=== Bacaan ===
◇ ◇ ◇ ◇

Adapun beberapa peristiwa yang terjadi
selagi beliau menjabat sebagai Kepala Kepolisian Negara yaitu, yang pertama
pada tanggal 15 Maret tahun 1965, Soetjipto menetapkan pemberlakuan KUHP Tentara, HAP Tentara dan KUDT bagi anggota
POLRI. Setelah itu,
pada tanggal 19 Maret tahun 1965 didirikannya Sekolah Staf dan Komando Angkatan
Kepolisian atau yang disingkat SESKOAK. Sekolah tersebut adalah lembaga
pendidikan yang mempunyai visi untuk menjadi seorang anggota kepolisian.
Selama masa jabatannya berlangsung,
Soetjipto memperoleh penghargaan yang jumlahnya bisa terbilang sangat banyak.
Diantaranya yaitu beberapa tanda jasa. Beberapa tanda jasa yang diterimanya
yaitu, yang pertama adalah Bintang Bhayangkara I dan II. Bintang Bhayangkara adalah bintang penghargaan yang dinugerahkan oleh Kepolisian
Negara Republik Indonesia sebagai bintang kepahlawanan untuk anggota kepolisan
yang telah menunjukkan keberanian, kebijaksanaan, dan ketabahan luar biasa
melampaui panggilan kewajiban tanpa merugikan tugas pokok. Yang kedua beliau
memperoleh tanda jasa yang bernama Bintang Dharma, adalah tanda kehormatan yang dianugerahkan kepada anggota TNI yang telah menyumbangkan jasa dan bakti untuk bangsa dan negara melampaui
panggilan kewajiban tugas militer dan juga kepada anggota bukan Angkatan
Bersenjata sebagai penghargaan atas jasa-jasa luar biasa untuk kemajuan dan
pembangunan Angkatan Bersenjata Republik Indonesia. Bintang Dharma ini berbentuk
bintang bersudut lima dari logam berwarna perak. Bentuk tanda jasa yang ketiga
adalah Bintang Geriliya, adalah sebuah tanda kehormatan yang dikeluarkan oleh
Presiden Indonesia kepada setiap warga negara RI yang menunjukkan keberanian,
kebijaksanaan, dan kesetiaan yang luar biasa dalam mempertahankan republik semasa
revolusi antara tahun 1945 sampai dengan tahun 1950, terutama saat Agresi
Militer Belanda I pada saat tanggal 20 Juni 1947 sampai dengan tanggal 22
Februari 1948 dan Agresi Militer Belanda II pada tanggal 18 Desember 1948
sampai dengan tanggal 27 Desember 1949. Para pahlawan yang menerima
bintang gerilya dapat hak untuk
dimakamkan di makam pahlawan. Selain dari bintang yang beliau dapatkan, beliau
juga mendapatkan tanda jasa yang bernama Satya lencana atau yang berkepanjangan
Satyalancana Karya Satya, adalah sebuah tanda penghargaan yang diberikan kepada
pegawai negeri sipil yang telah berbakti selama 10 atau 20 atau 30 tahun lebih
secara terus menerus dengan menunjukkan kecakapan, kedisiplinan, kesetian dan
pengabdian sehingga dapat dijadikan teladan bagi setiap pegawai lainnya.

◇ ◇ ◇ ◇

[Rekaman titik berlabel]

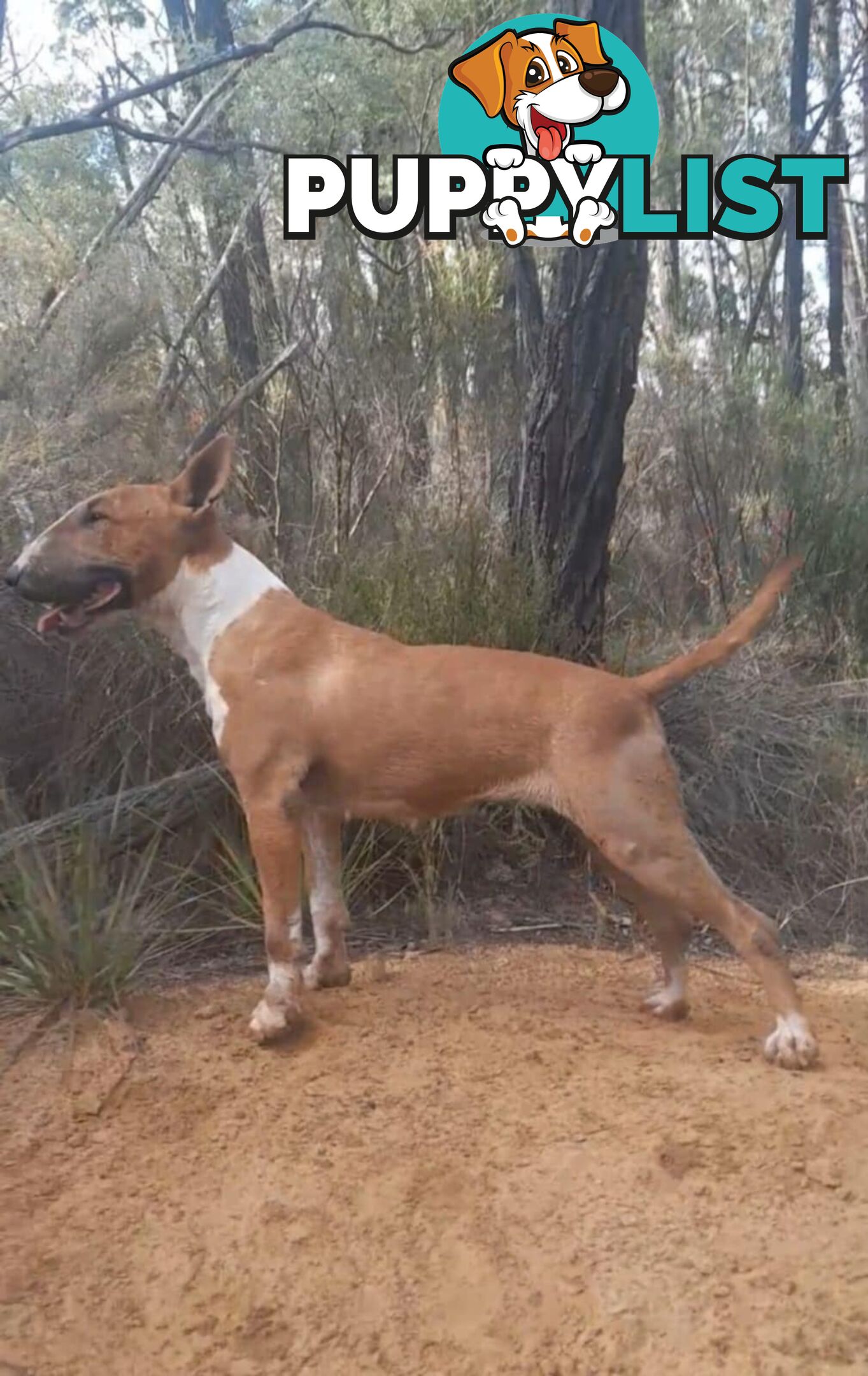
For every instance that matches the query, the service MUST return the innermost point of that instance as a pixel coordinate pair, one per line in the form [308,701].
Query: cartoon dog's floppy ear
[483,72]
[585,39]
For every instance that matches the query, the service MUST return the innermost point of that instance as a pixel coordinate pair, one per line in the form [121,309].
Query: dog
[543,84]
[318,720]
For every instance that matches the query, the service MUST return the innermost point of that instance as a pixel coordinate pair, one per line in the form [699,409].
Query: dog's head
[117,549]
[544,83]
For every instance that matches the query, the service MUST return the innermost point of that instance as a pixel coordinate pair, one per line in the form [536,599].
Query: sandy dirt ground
[466,1163]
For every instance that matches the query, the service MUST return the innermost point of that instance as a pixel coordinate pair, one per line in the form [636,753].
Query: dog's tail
[721,647]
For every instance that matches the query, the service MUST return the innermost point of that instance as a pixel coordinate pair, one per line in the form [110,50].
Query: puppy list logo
[548,128]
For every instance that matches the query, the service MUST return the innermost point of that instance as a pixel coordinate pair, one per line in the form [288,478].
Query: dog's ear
[205,475]
[483,72]
[585,39]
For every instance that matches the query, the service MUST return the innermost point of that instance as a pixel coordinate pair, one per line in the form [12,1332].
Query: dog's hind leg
[277,848]
[671,929]
[321,837]
[628,805]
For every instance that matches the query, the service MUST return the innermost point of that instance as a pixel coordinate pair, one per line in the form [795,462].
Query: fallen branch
[94,117]
[243,396]
[200,306]
[145,192]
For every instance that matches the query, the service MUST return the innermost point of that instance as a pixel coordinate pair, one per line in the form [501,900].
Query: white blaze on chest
[200,605]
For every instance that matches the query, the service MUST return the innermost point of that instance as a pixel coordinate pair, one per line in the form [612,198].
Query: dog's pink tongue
[549,142]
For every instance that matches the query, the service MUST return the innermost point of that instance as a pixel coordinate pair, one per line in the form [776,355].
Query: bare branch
[200,306]
[243,396]
[148,187]
[94,118]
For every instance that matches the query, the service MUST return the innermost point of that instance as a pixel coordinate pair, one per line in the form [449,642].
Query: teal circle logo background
[466,130]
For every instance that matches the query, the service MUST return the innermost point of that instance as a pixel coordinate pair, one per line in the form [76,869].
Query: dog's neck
[204,599]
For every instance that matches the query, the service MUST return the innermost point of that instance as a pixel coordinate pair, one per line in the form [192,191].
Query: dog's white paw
[667,1002]
[590,217]
[271,1019]
[792,1043]
[506,218]
[582,153]
[505,157]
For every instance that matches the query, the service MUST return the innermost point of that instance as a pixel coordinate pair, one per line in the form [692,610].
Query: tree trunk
[578,397]
[794,263]
[669,164]
[836,226]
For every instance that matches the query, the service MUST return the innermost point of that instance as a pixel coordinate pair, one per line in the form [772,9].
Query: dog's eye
[537,72]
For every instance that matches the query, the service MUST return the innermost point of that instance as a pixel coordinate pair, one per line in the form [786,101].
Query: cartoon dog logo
[544,84]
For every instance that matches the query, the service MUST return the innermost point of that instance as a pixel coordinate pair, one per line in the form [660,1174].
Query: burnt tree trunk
[794,259]
[669,162]
[836,237]
[578,397]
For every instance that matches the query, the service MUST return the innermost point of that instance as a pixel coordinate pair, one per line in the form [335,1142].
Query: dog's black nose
[599,80]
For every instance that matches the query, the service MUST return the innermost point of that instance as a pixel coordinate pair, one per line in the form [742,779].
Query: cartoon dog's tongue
[551,142]
[551,135]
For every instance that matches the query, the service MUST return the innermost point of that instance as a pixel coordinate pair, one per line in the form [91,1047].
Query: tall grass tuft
[78,926]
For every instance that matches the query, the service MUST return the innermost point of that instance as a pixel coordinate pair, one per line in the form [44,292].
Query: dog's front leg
[277,849]
[321,838]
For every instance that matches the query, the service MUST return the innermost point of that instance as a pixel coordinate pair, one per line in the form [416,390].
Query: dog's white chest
[200,605]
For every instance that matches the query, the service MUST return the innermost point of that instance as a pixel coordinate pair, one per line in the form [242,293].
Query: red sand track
[487,1163]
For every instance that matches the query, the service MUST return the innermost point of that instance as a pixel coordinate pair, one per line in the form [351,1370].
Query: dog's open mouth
[71,618]
[551,135]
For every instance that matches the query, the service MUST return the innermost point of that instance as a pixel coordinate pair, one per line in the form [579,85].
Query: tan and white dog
[320,721]
[543,84]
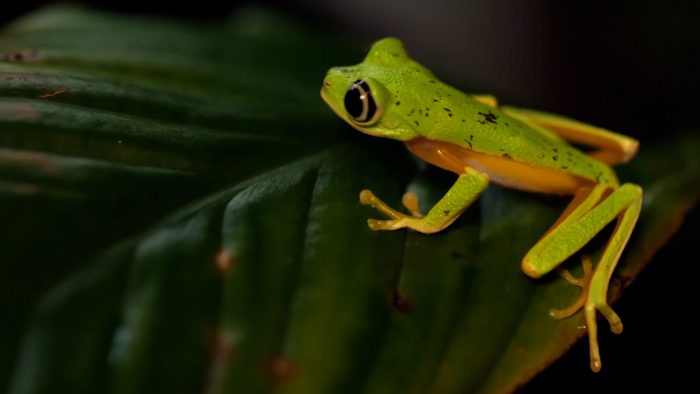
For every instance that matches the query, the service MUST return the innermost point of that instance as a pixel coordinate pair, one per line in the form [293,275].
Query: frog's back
[488,130]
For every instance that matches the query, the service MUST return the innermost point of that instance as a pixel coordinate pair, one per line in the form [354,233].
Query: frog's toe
[583,282]
[410,201]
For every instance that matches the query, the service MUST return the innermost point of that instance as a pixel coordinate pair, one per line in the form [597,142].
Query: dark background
[630,66]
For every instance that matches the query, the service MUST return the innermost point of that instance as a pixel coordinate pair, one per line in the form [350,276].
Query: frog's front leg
[460,196]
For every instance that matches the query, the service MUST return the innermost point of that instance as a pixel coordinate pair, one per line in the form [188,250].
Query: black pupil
[353,102]
[359,102]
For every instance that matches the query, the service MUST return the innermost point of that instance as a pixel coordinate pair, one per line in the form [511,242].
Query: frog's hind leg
[612,148]
[592,210]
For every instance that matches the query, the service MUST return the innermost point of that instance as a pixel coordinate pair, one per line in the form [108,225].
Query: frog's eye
[360,104]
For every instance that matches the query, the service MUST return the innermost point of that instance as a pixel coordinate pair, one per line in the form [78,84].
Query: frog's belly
[501,170]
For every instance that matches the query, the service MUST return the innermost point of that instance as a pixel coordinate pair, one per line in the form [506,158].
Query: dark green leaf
[181,216]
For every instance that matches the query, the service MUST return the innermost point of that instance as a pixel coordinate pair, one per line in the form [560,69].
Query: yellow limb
[612,148]
[594,210]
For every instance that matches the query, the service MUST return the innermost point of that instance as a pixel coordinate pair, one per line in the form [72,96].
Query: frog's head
[364,95]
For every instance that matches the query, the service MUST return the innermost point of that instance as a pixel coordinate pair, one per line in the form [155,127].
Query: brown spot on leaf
[489,117]
[223,260]
[53,92]
[22,55]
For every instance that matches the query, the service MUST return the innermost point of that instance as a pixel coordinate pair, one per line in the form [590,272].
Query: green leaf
[182,216]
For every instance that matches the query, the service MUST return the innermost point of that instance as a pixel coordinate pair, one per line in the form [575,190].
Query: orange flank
[501,170]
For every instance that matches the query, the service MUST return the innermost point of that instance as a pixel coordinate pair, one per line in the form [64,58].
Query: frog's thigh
[613,148]
[570,233]
[460,196]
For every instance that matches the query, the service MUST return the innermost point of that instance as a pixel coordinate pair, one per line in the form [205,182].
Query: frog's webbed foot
[591,304]
[583,282]
[397,219]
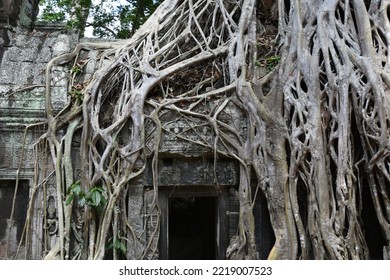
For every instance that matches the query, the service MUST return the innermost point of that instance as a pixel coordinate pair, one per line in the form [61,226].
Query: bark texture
[318,132]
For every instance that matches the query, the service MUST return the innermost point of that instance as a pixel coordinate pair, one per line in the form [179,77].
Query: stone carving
[179,172]
[51,212]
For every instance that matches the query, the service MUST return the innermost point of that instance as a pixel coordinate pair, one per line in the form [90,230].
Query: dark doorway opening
[192,228]
[11,231]
[372,229]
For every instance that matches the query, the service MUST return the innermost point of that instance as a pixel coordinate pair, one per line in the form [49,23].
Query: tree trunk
[319,120]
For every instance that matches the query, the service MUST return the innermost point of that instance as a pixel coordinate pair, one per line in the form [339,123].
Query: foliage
[94,198]
[317,143]
[107,18]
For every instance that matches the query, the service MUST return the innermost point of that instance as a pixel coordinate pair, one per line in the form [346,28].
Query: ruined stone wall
[24,54]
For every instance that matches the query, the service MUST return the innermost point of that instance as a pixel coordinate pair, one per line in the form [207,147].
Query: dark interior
[192,228]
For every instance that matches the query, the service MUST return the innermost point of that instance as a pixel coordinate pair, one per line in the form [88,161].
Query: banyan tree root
[318,123]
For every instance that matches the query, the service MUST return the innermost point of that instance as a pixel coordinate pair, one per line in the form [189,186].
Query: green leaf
[69,199]
[95,198]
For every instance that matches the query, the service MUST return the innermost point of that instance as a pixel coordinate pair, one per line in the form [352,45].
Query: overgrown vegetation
[106,18]
[318,122]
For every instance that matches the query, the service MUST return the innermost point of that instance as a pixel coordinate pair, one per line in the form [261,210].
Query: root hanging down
[316,104]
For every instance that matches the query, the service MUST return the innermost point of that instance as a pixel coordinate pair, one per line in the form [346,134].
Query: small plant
[118,243]
[75,69]
[272,62]
[94,198]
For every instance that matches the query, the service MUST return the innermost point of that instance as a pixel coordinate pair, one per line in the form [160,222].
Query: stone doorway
[194,223]
[192,228]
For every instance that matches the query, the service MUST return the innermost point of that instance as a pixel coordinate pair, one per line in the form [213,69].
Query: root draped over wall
[318,122]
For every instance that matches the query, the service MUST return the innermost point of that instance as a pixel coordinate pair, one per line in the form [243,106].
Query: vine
[318,122]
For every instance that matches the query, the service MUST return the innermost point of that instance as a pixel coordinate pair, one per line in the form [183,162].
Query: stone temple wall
[24,54]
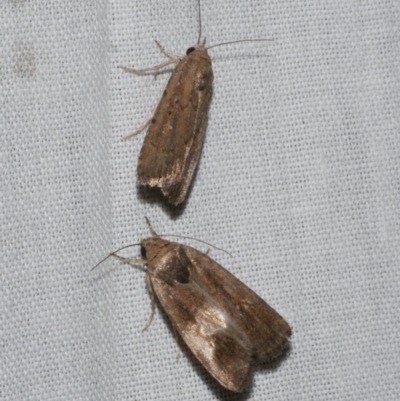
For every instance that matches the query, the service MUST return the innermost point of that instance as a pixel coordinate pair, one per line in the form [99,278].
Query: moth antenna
[153,301]
[198,39]
[195,239]
[238,41]
[113,253]
[153,233]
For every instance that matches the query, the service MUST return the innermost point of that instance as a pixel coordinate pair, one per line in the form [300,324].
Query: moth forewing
[224,323]
[172,146]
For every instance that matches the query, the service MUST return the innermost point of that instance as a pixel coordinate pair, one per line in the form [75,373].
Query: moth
[173,143]
[226,325]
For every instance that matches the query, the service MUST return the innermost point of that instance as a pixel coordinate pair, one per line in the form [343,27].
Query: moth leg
[153,303]
[156,68]
[169,53]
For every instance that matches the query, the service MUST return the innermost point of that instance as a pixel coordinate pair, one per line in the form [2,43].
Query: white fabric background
[299,180]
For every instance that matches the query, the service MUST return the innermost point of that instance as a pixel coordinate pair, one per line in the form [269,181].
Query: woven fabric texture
[298,180]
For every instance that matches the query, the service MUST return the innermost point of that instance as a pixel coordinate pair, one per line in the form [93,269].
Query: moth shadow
[273,365]
[153,195]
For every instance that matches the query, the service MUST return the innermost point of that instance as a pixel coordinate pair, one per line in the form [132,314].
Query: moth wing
[266,331]
[224,323]
[172,145]
[223,350]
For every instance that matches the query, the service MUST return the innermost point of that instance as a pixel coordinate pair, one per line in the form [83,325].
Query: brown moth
[172,146]
[225,324]
[173,143]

◇ ◇ ◇ ◇

=== Daftar Tugas ===
[a] Jawablah pertanyaan berikut berdasarkan bacaan tentang Soetjipto:
(i) Pada tanggal berapa SESKOAK didirikan?
(ii) Apa bentuk Bintang Dharma dan dari logam berwarna apa bintang itu dibuat?
(iii) Hak apa yang diperoleh para pahlawan penerima bintang gerilya?
[b] Teruskan bacaan tentang Soetjipto mulai sesudah kalimat terakhir yang tersedia.
Materi tersebut tidak berhubungan dengan bacaan tentang Soetjipto.

=== Hasil per Tugas ===
[a]
(i) 19 Maret 1965.
(ii) Bintang bersudut lima dari logam berwarna perak.
(iii) Hak untuk dimakamkan di makam pahlawan.

[b]
Satyalancana Karya Satya dibagi dalam tiga kelas, yaitu Satyalancana Karya
Satya 10 Tahun, Satyalancana Karya Satya 20 Tahun, dan Satyalancana Karya Satya
30 Tahun. Satya LencanaPanca Warna
II, Satya Lencana Dasa Warsa, Satya Lencana Yana Utama, Satya Lencana Karya
Bhakti, Satya Lencana, Perang Kemerdekaan (I dan II), Satya Lencana GOM (I
sampai V), Satya Lencana Veteran RI. Selain itu beliau terlibat dalam The Order
of Merit 3rd Class dari Republik Arab Bersatu pada tahun 1961. Soetjipto
Danoekoesoemo tentunya mempunya kepimpinan yang unggul, maka dari itu beliau
bisa erpilih menjadi petinggi di Kepolisian Republik Indoesia. Jasa – jasanya
pun patut di ingat.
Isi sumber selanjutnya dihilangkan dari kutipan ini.